■ TAREA ■
Reescribe todo lo que va desde "Vandanzo fue villa, formó" hasta "estas tierras sorianas." en el texto sobre Vandanzo, cambiando "alcalde" por "regidor".

##### FRAGMENTO DEL DOCUMENTO #####

Vandanzo fue villa, formó en el siglo XII su propio Sexmo, después tuvo su propio ayuntamiento, para verse en la actualidad relegada, administrativamente, a Barrio de Langa de Duero, algo que los habitantes de este hermoso lugar llevan muy mal. Y no se trata de rencillas o encontronazos con el alcalde de Langa, hombre dialogante donde los haya, resulta que, cuando un pueblo pierde su autonomía, o su escuela, cuando ellos ya no pueden decidir qué hacer con la hacienda común, se sienten humillados. Es esto algo que he comprobado a lo largo y ancho de estas tierras sorianas.

##### LÍNEAS MOSTRADAS #####

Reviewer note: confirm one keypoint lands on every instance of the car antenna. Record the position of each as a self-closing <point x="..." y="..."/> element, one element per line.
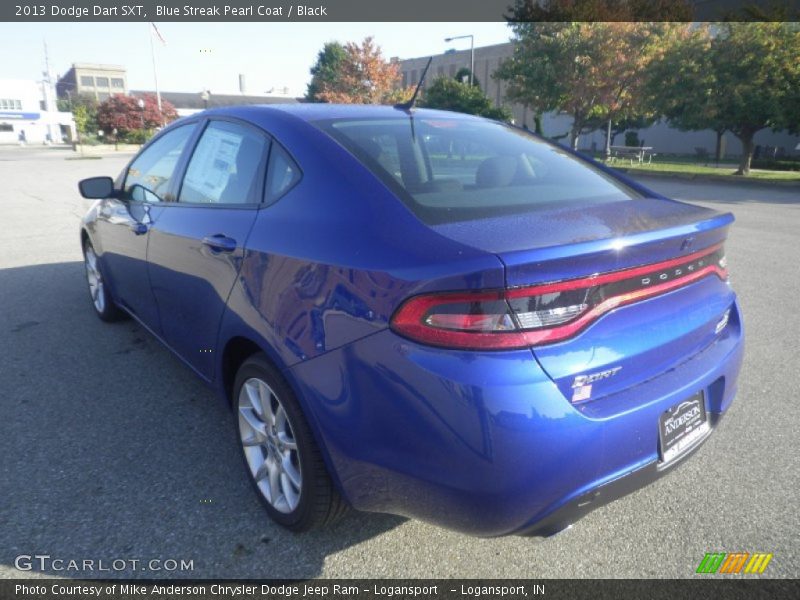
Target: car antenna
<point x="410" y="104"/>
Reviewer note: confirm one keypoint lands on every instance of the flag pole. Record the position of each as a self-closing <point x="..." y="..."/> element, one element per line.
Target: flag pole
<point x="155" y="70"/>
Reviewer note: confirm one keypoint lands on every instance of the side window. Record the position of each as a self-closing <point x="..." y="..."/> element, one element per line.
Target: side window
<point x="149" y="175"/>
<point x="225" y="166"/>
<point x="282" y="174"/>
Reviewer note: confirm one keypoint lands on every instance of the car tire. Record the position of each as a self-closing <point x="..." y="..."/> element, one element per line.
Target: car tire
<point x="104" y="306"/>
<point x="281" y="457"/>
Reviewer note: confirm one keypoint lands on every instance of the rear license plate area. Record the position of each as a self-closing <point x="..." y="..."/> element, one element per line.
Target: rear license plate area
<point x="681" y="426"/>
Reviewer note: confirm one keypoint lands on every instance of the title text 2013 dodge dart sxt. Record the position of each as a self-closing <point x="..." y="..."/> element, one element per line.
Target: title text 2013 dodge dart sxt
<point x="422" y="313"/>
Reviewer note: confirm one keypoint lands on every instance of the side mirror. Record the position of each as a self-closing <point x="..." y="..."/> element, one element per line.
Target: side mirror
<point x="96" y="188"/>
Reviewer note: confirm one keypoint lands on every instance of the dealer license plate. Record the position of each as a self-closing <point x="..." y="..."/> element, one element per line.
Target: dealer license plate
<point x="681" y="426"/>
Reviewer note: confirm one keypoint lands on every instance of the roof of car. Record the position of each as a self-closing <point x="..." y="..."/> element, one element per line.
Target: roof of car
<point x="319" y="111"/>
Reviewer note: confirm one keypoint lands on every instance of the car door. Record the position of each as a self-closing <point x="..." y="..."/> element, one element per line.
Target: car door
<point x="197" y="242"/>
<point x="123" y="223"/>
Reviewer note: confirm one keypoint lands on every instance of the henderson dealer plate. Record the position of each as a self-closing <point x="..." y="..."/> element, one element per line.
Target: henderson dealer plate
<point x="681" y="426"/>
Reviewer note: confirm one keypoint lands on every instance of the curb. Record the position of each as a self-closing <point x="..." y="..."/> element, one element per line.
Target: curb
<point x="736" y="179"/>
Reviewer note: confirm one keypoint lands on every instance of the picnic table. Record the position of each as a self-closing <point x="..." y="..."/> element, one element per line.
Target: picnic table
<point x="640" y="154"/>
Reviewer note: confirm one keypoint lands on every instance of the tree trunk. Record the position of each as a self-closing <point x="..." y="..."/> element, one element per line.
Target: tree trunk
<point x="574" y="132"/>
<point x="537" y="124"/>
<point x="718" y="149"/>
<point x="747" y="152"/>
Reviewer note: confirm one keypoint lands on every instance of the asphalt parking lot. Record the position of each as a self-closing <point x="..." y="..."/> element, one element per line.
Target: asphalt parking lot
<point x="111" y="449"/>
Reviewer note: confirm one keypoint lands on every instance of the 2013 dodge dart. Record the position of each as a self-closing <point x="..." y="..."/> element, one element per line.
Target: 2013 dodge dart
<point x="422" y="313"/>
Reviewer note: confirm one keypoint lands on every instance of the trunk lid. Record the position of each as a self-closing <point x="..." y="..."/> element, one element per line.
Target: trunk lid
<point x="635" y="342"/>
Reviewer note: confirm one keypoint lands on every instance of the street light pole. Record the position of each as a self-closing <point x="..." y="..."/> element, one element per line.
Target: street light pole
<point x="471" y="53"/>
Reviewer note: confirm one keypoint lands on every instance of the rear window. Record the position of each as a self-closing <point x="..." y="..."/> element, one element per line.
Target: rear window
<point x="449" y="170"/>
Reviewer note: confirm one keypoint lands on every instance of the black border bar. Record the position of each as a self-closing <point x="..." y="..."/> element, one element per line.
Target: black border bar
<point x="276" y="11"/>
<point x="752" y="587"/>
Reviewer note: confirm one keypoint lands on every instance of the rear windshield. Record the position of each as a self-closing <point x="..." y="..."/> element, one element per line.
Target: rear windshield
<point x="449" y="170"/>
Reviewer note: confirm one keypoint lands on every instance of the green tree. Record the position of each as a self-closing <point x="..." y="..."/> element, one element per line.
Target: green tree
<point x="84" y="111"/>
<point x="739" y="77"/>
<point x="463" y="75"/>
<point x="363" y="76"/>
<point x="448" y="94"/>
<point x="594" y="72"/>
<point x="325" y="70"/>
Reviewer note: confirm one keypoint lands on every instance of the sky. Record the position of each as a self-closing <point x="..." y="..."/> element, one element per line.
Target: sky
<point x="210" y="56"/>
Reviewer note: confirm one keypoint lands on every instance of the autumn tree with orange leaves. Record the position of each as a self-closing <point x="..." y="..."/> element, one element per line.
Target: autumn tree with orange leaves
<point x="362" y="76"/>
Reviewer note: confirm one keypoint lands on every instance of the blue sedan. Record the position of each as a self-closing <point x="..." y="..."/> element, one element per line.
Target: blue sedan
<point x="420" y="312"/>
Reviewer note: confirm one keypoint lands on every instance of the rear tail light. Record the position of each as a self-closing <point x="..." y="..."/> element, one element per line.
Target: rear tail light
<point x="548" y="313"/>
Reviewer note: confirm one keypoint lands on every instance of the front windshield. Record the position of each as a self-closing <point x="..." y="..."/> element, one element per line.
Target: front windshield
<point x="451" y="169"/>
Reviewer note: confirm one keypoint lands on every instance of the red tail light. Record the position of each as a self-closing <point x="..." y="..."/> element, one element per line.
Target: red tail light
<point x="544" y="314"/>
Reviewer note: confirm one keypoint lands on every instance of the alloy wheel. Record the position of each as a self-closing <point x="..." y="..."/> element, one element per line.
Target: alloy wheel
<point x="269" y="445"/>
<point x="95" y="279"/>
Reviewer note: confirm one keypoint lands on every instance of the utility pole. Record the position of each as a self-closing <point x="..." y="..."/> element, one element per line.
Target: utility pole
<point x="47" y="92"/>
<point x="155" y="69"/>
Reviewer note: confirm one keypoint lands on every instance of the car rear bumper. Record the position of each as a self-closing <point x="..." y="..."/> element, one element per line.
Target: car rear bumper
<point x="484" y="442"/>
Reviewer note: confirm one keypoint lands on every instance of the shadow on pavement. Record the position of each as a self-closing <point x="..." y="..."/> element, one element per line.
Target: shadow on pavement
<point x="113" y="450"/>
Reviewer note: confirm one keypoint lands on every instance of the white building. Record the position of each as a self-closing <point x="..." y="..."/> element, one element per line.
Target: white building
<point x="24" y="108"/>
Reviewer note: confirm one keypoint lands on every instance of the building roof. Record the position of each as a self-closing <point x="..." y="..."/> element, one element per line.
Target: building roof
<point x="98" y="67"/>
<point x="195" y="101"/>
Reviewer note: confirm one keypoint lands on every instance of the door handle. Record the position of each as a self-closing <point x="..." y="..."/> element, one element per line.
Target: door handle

#####

■ RESPUESTA ■
Vandanzo fue villa, formó en el siglo XII su propio Sexmo, después tuvo su propio ayuntamiento, para verse en la actualidad relegada, administrativamente, a Barrio de Langa de Duero, algo que los habitantes de este hermoso lugar llevan muy mal. Y no se trata de rencillas o encontronazos con el regidor de Langa, hombre dialogante donde los haya, resulta que, cuando un pueblo pierde su autonomía, o su escuela, cuando ellos ya no pueden decidir qué hacer con la hacienda común, se sienten humillados. Es esto algo que he comprobado a lo largo y ancho de estas tierras sorianas.